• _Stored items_
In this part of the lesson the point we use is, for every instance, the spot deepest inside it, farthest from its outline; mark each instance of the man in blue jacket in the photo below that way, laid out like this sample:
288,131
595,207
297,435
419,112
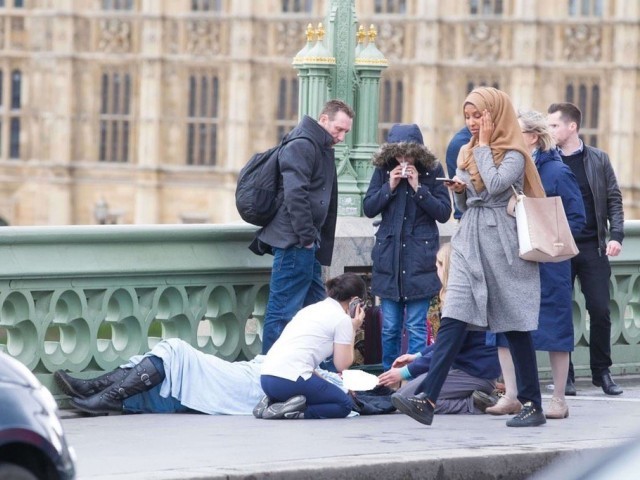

• _WORK INSTRUCTIONS_
Leave out the pictures and set down all of the data exactly.

• _TASK RESPONSE_
In this part of the lesson the point we use is, for every instance, the spot deepest inside it, farthest from its outline; mark each instance of the man in blue jacket in the photo below that way, laid out like this sample:
288,131
595,207
297,435
419,112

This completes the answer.